::: Records

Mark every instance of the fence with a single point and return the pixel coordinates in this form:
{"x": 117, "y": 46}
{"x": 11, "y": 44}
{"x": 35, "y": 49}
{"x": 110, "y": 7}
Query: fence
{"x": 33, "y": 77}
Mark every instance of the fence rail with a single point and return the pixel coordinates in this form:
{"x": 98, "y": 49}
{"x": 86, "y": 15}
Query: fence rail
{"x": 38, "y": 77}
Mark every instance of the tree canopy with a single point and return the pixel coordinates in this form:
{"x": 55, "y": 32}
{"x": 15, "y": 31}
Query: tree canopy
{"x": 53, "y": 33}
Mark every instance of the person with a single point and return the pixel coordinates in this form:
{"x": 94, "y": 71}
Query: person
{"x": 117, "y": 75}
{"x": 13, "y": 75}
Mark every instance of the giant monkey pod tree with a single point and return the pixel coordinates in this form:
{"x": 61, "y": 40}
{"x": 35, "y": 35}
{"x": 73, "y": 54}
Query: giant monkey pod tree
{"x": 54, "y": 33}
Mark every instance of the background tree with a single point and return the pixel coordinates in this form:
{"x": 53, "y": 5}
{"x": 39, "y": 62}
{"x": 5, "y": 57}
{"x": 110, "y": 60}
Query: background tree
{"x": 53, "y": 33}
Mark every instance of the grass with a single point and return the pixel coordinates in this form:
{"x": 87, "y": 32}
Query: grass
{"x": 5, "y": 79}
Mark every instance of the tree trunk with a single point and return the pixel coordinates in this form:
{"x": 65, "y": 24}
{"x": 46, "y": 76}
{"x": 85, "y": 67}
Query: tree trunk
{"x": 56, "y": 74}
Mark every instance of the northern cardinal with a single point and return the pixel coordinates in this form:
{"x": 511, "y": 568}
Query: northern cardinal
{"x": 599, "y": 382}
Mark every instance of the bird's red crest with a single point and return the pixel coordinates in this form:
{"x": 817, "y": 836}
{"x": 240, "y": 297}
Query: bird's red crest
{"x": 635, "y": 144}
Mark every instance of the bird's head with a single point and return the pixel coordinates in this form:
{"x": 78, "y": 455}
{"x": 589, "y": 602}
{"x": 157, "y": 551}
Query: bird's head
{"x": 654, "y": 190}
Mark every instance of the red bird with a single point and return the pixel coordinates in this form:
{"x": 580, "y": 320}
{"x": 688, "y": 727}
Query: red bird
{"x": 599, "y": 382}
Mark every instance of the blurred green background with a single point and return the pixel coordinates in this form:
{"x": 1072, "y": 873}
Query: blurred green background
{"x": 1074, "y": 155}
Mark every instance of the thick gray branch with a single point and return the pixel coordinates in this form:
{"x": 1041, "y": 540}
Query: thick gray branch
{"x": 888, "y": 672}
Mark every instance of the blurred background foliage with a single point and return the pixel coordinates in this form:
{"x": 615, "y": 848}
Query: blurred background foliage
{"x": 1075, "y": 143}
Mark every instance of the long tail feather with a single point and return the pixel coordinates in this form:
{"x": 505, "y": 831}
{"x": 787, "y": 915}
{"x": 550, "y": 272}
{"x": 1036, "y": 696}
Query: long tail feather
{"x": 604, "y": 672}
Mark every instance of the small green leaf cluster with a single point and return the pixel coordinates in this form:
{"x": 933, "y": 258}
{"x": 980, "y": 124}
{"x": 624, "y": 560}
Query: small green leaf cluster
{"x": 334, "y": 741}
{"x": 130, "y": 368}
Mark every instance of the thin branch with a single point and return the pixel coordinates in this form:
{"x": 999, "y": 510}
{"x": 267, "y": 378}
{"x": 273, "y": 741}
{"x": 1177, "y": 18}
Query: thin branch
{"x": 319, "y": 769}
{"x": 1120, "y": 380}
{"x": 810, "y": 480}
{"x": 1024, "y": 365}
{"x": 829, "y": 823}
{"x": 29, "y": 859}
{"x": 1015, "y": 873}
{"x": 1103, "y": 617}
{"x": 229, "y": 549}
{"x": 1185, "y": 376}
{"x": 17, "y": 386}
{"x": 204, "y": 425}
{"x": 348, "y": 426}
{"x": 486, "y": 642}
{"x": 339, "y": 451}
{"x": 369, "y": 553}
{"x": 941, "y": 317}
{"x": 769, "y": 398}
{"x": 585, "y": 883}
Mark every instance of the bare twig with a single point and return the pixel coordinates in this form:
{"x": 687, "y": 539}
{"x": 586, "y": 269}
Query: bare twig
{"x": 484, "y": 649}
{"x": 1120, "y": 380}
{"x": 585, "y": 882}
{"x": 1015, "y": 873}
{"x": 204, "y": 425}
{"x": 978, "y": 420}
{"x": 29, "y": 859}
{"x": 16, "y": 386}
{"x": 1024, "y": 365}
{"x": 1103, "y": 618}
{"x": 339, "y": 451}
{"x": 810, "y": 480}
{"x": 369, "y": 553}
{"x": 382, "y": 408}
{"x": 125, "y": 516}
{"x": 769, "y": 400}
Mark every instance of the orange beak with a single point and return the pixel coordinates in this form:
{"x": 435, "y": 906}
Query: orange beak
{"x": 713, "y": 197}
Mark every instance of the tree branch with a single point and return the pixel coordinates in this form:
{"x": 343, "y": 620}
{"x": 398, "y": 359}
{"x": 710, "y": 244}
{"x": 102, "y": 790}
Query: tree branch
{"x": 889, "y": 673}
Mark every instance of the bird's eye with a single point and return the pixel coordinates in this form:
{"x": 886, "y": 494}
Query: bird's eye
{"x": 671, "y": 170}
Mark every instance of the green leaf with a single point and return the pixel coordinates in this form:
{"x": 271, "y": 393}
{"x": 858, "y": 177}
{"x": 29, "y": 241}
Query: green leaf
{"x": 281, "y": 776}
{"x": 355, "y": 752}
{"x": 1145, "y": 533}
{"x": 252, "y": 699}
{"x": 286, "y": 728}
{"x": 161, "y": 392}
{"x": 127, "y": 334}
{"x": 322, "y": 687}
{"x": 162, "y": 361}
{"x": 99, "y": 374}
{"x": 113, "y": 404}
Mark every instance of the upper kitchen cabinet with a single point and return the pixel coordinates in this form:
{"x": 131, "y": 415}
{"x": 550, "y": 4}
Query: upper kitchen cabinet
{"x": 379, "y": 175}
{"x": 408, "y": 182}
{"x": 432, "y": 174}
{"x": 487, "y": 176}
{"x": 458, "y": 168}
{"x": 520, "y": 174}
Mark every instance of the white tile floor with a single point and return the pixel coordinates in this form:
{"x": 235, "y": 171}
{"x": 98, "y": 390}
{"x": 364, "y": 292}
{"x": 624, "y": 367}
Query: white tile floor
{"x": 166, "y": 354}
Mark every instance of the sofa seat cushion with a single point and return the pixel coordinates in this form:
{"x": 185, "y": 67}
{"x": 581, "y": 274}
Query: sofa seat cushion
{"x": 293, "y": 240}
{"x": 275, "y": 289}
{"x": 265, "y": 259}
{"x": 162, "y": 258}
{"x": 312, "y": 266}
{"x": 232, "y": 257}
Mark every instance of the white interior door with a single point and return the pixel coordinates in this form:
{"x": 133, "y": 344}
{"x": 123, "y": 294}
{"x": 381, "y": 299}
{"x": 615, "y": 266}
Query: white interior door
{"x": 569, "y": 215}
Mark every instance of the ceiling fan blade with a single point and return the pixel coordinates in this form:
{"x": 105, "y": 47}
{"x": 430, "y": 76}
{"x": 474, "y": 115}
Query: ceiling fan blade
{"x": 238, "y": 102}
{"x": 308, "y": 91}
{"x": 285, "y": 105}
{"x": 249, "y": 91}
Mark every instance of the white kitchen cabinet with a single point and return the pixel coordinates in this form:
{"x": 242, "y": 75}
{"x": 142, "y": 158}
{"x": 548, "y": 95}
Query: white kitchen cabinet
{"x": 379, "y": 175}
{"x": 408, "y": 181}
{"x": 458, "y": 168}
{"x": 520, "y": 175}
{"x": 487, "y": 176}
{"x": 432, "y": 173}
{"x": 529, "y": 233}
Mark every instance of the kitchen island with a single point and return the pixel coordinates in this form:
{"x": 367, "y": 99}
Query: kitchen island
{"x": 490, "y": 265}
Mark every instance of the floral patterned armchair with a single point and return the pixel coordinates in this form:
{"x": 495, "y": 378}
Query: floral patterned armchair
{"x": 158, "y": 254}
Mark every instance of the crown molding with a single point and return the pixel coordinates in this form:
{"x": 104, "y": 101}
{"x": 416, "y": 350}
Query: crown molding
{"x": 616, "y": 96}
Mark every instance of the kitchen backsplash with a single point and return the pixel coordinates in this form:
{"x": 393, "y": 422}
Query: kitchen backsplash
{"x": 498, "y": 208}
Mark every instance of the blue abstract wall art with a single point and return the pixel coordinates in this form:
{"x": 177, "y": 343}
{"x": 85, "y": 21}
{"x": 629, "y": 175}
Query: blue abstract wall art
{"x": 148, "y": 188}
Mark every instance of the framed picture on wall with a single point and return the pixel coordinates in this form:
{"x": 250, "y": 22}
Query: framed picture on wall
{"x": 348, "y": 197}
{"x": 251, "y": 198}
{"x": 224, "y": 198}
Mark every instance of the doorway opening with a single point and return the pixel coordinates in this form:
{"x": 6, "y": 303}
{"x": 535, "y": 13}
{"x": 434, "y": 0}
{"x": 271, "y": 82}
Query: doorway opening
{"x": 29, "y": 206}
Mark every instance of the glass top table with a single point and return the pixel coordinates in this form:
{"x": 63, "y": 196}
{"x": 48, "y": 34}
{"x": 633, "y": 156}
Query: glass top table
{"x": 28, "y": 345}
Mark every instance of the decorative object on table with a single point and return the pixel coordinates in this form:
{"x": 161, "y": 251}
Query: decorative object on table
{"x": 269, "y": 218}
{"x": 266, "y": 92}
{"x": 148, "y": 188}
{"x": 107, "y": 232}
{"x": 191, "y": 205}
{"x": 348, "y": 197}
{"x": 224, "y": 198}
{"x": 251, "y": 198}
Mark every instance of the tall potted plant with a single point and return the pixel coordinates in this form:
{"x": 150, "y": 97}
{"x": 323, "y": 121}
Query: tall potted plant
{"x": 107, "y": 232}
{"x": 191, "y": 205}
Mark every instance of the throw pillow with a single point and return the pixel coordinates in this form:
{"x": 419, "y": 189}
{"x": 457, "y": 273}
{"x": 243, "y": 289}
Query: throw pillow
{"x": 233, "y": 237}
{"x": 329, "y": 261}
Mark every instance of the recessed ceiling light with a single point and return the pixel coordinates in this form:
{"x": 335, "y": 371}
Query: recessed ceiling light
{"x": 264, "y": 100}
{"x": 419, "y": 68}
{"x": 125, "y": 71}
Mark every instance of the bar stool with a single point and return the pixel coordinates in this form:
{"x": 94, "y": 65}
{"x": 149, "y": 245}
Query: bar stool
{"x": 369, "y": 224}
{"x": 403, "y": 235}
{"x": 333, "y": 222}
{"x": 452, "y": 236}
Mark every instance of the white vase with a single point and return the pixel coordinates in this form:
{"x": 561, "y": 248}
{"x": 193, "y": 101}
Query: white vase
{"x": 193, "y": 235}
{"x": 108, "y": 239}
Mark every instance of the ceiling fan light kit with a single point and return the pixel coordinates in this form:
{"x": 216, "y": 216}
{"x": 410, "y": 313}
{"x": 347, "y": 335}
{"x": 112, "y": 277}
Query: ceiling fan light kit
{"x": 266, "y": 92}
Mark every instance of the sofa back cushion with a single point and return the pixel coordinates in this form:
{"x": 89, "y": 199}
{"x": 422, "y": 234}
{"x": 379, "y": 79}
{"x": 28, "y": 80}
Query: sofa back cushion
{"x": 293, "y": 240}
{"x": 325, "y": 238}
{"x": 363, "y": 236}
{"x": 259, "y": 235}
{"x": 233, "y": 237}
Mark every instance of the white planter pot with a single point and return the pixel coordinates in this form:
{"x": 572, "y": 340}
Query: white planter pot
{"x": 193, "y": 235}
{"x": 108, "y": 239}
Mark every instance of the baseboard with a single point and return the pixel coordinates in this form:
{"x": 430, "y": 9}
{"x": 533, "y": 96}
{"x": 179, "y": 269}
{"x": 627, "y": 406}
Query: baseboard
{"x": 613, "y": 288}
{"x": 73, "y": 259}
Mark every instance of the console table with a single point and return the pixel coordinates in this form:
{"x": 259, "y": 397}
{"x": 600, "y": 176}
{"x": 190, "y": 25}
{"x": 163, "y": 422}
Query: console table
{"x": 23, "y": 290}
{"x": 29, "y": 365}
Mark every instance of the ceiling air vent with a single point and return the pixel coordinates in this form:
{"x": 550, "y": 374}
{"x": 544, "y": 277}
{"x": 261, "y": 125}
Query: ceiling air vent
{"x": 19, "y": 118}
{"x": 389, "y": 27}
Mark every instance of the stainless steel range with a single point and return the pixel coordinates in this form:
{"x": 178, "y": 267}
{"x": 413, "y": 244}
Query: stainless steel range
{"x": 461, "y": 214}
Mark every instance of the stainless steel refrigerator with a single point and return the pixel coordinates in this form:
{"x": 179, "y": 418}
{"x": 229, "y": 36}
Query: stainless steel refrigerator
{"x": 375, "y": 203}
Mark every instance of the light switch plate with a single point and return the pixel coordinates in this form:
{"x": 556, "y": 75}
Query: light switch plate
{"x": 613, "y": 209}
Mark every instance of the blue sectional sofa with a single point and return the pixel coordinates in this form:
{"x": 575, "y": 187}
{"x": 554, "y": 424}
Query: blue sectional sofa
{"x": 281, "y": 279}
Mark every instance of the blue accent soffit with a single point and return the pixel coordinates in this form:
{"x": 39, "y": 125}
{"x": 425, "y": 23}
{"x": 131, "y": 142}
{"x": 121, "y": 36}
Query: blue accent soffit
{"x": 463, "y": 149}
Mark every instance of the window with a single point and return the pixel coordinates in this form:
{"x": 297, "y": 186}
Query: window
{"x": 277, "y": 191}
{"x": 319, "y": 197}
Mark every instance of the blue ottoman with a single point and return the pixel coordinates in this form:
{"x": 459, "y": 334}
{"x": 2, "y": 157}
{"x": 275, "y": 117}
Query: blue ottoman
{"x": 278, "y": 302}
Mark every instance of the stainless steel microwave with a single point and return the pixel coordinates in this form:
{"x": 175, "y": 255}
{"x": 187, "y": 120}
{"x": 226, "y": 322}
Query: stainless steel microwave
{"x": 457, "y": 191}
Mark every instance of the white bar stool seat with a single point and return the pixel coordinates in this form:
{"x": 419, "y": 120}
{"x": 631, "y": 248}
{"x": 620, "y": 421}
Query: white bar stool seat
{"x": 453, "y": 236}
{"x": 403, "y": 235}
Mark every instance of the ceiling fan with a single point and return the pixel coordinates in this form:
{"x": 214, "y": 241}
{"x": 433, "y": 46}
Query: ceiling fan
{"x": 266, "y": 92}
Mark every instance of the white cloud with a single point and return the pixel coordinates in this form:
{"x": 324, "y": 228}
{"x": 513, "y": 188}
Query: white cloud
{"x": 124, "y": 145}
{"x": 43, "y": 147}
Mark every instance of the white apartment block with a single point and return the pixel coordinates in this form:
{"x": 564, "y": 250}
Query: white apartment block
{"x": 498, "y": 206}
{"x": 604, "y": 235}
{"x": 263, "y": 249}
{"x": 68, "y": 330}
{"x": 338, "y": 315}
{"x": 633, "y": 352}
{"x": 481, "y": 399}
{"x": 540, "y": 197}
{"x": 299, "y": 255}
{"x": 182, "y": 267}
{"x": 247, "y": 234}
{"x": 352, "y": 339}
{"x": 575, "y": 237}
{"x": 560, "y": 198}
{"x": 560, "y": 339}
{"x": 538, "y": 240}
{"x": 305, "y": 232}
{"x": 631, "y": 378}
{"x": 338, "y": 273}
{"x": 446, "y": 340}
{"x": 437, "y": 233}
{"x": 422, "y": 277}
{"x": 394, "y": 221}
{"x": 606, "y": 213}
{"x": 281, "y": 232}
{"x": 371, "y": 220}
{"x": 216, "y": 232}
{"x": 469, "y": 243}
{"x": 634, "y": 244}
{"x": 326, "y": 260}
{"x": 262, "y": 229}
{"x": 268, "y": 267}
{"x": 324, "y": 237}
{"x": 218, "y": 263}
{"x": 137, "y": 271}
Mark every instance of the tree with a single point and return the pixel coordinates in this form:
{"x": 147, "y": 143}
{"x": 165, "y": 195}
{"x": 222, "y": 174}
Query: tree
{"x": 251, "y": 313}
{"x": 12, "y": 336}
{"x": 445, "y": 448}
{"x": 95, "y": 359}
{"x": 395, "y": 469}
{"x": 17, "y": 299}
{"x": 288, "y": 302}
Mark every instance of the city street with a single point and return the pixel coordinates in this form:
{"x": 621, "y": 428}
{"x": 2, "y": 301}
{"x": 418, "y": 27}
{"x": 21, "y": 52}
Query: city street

::::::

> **Instructions to follow**: Set down only these lines, exactly: the line containing "Mark every instance of the tree with" and each line after it, through the end of the listing.

> **Response below**:
Mark every instance of the tree with a single point and return the pixel coordinates in this form:
{"x": 147, "y": 143}
{"x": 165, "y": 195}
{"x": 222, "y": 174}
Query: tree
{"x": 251, "y": 313}
{"x": 12, "y": 336}
{"x": 445, "y": 448}
{"x": 95, "y": 359}
{"x": 395, "y": 469}
{"x": 17, "y": 299}
{"x": 288, "y": 302}
Mark every instance of the city street with a single point and return the pixel coordinates in this form:
{"x": 621, "y": 428}
{"x": 2, "y": 301}
{"x": 418, "y": 27}
{"x": 21, "y": 52}
Query: city street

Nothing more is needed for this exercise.